**Problem description:** Could you repeat, word for word, every line from the one containing "Target: white building" through the final line of the records below, and nothing else?

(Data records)
►

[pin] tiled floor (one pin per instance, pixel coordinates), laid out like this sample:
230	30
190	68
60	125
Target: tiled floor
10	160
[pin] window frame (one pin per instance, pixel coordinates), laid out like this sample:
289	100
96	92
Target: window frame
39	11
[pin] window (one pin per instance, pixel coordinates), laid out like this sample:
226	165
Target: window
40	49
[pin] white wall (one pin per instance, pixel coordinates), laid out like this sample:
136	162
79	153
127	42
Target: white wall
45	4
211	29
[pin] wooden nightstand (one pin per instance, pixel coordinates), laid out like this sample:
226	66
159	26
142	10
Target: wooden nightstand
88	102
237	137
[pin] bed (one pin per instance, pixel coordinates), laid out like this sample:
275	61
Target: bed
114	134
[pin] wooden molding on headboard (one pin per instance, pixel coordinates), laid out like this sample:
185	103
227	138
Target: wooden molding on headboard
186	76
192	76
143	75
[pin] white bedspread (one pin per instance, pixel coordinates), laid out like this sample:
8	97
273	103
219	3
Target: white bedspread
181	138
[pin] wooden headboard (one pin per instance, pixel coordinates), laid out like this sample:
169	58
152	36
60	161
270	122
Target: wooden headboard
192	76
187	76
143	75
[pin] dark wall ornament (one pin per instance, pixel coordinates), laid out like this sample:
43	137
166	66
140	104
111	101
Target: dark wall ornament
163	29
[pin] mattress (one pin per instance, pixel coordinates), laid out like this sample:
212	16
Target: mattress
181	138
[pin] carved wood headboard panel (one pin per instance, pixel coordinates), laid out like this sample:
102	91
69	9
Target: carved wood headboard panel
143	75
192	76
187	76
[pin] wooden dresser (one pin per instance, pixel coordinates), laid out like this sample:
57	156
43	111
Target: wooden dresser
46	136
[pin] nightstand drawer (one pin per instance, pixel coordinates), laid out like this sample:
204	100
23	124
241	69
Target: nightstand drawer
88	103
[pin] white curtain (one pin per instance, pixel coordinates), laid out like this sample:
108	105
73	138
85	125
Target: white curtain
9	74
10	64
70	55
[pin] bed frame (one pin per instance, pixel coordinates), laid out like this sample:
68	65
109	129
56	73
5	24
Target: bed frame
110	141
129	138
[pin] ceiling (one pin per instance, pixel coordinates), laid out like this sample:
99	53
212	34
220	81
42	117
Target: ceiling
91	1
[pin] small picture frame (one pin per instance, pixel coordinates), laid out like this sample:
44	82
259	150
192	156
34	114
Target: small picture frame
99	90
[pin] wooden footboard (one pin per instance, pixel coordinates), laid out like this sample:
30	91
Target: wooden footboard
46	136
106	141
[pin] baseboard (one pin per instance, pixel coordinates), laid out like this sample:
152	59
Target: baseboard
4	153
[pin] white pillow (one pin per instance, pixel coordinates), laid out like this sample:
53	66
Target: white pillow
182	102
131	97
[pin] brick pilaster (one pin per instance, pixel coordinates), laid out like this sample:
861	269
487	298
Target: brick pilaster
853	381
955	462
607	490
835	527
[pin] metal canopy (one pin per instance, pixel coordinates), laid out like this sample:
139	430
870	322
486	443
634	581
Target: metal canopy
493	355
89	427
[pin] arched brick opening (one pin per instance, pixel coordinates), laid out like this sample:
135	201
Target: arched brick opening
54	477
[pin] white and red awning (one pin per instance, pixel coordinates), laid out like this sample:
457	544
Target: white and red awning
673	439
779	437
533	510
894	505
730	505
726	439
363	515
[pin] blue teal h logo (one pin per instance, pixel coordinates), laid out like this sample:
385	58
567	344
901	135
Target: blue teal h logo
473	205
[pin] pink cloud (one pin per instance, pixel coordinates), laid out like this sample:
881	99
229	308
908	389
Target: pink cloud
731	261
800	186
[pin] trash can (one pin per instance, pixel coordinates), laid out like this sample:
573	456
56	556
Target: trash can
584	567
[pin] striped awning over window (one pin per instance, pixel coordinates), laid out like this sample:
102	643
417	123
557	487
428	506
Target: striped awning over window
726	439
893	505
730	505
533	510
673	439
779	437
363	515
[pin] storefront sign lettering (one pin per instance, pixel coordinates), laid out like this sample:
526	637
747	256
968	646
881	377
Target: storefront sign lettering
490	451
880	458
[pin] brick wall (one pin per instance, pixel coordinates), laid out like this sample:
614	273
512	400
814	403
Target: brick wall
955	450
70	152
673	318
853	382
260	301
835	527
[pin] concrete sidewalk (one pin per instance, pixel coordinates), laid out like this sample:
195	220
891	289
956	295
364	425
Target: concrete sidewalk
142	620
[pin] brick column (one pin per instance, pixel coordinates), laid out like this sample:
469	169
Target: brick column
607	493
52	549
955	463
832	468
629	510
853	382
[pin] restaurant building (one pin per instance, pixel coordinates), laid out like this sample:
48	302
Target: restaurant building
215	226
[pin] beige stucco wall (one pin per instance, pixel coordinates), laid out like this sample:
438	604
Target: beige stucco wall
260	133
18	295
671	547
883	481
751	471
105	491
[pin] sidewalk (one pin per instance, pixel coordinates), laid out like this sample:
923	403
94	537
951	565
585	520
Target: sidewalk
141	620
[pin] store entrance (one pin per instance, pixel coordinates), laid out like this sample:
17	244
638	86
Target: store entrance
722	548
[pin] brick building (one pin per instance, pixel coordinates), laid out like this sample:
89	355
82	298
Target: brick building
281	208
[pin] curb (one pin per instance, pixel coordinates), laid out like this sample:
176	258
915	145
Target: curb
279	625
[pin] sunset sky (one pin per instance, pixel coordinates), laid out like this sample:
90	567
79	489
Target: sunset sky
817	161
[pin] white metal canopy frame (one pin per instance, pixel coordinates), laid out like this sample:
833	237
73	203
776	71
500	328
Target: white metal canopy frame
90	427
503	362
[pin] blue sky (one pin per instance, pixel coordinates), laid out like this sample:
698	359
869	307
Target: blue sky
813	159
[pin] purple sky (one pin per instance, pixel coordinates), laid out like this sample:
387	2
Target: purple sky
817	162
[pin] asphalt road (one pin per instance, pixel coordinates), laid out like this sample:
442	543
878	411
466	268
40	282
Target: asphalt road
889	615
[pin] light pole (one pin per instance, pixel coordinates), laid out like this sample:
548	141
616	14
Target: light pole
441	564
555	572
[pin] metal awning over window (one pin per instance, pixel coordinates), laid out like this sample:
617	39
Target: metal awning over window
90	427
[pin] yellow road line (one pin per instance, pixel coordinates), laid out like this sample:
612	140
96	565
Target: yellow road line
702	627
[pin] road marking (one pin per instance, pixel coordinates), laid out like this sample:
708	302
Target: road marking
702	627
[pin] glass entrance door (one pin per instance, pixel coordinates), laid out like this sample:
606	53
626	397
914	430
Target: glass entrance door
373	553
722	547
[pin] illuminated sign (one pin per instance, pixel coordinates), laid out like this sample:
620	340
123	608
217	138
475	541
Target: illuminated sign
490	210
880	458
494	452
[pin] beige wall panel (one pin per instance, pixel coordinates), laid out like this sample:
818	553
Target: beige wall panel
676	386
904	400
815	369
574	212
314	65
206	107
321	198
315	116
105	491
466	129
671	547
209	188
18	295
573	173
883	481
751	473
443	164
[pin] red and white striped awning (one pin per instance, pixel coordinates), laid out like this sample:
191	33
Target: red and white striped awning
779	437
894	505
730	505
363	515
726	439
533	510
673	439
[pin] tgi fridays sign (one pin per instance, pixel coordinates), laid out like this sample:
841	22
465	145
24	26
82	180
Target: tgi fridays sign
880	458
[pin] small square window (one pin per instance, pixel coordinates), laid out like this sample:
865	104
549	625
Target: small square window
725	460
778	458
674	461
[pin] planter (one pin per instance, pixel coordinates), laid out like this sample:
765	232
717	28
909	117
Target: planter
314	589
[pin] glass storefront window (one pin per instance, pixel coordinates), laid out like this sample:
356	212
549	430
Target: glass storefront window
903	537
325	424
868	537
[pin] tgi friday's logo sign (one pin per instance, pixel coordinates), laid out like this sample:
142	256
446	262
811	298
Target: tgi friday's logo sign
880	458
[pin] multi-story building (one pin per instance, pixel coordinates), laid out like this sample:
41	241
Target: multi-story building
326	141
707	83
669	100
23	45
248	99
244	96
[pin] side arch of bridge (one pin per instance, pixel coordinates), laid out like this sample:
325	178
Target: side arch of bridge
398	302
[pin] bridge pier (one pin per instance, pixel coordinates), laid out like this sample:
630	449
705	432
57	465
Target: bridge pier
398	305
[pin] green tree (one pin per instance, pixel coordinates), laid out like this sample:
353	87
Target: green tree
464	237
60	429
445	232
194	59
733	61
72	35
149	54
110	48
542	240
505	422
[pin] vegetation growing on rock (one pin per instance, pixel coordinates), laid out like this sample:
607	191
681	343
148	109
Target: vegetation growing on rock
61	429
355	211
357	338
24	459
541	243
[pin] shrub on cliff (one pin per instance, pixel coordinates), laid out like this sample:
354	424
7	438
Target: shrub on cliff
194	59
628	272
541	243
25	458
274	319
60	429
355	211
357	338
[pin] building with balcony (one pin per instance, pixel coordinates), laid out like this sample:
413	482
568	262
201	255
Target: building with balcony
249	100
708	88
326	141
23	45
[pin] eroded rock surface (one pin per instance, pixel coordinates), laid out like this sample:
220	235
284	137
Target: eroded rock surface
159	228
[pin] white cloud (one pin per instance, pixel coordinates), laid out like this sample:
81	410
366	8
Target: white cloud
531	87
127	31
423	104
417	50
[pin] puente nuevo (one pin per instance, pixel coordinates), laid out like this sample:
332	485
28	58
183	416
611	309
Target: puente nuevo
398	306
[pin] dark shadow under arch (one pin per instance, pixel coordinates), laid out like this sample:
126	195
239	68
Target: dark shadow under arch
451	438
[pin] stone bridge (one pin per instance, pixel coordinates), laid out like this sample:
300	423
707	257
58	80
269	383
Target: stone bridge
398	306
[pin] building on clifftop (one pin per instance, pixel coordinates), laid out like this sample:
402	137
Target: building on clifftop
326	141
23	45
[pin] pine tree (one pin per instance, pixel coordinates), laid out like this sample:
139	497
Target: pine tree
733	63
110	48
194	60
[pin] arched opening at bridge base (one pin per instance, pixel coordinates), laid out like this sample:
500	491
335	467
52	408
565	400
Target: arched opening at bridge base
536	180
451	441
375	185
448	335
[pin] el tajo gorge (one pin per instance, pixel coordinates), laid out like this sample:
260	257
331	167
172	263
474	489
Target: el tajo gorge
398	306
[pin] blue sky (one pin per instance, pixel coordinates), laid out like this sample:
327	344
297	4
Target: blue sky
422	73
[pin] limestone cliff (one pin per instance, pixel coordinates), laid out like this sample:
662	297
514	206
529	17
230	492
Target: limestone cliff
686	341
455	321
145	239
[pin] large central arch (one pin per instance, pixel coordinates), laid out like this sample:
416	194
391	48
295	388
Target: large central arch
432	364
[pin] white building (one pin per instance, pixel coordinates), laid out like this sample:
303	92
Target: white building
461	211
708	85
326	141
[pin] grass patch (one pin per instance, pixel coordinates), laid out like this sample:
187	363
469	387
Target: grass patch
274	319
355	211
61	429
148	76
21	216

◄

**Written response:**
Target: white building
461	211
708	85
326	141
[pin] grass patch (one pin per instance, pixel coordinates), laid out like this sample:
187	363
469	387
Target: grass patch
274	319
355	211
61	429
148	76
21	216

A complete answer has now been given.